_SUPPLIED MATERIAL_
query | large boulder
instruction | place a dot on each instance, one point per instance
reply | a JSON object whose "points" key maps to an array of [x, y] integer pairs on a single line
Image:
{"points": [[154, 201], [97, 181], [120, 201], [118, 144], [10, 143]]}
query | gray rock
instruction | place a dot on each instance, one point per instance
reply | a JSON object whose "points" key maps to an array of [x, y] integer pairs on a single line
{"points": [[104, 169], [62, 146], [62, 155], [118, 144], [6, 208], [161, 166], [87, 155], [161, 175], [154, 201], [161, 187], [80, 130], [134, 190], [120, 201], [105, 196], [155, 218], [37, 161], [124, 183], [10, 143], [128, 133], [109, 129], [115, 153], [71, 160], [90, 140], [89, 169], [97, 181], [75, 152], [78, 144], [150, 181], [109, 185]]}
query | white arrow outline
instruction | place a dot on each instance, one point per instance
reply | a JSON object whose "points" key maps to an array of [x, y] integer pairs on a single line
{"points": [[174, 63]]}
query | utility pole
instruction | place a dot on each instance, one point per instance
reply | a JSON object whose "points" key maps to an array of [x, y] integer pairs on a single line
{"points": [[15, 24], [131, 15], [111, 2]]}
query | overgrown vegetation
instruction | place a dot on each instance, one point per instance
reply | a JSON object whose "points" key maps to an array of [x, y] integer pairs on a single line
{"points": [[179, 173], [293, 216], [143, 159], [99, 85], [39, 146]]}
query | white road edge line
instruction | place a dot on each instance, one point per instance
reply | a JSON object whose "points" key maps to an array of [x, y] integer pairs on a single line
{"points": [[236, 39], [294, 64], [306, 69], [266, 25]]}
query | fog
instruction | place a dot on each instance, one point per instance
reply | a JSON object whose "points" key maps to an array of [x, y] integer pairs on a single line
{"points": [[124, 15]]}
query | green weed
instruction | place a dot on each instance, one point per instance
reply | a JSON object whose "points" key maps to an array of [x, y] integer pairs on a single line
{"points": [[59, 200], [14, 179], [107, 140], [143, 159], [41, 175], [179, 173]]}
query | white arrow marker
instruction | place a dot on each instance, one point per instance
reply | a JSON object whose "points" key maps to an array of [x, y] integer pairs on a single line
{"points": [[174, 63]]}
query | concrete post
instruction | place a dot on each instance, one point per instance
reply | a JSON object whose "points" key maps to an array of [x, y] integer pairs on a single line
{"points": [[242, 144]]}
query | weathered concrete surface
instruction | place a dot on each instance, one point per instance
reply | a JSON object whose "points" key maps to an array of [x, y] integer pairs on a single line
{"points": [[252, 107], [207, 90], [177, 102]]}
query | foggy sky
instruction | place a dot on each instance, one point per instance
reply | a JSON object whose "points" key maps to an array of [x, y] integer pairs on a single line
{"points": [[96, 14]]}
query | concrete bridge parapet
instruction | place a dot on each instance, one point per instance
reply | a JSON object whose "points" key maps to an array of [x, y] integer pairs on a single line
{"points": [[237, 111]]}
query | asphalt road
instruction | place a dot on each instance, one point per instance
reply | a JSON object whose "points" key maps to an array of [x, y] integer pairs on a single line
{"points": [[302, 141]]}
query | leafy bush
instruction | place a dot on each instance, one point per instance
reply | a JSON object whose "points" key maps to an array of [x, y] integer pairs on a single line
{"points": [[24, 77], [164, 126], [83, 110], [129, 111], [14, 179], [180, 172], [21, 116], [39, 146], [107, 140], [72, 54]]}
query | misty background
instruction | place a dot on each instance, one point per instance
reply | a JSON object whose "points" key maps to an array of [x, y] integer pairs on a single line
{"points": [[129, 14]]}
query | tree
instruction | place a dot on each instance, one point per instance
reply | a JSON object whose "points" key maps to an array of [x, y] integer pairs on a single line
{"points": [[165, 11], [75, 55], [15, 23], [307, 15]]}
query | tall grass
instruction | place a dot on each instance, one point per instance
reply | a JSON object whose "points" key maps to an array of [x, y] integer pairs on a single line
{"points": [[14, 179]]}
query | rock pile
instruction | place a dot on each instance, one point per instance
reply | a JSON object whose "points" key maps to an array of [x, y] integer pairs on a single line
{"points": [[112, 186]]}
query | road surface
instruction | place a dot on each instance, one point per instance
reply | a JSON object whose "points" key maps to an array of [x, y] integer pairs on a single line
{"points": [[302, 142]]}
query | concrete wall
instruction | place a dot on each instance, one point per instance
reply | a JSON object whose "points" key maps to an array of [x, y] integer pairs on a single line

_WORK REQUIRED_
Convert the listing, from the line that contains "query | rock pile" through the end of the listing, into a JSON list of strings with one string per line, leaving out blank lines.

_ANSWER FOR THIS EXERCISE_
[
  "query | rock pile",
  "instruction | place a dot on each instance, one point per instance",
  "reply | a JSON object whose \"points\" key maps to an array of [x, y] integer pairs on a single line",
  "{\"points\": [[112, 186]]}",
  "query | road surface",
  "instruction | place a dot on each instance, one point per instance",
  "reply | a JSON object whose \"points\" key maps to an array of [x, y] integer pairs on a single line",
  "{\"points\": [[302, 142]]}",
  "query | concrete wall",
  "instruction | place a dot on each instance, one point per instance",
  "reply | a JSON object whose \"points\" key maps to an array of [x, y] integer pairs on a single line"
]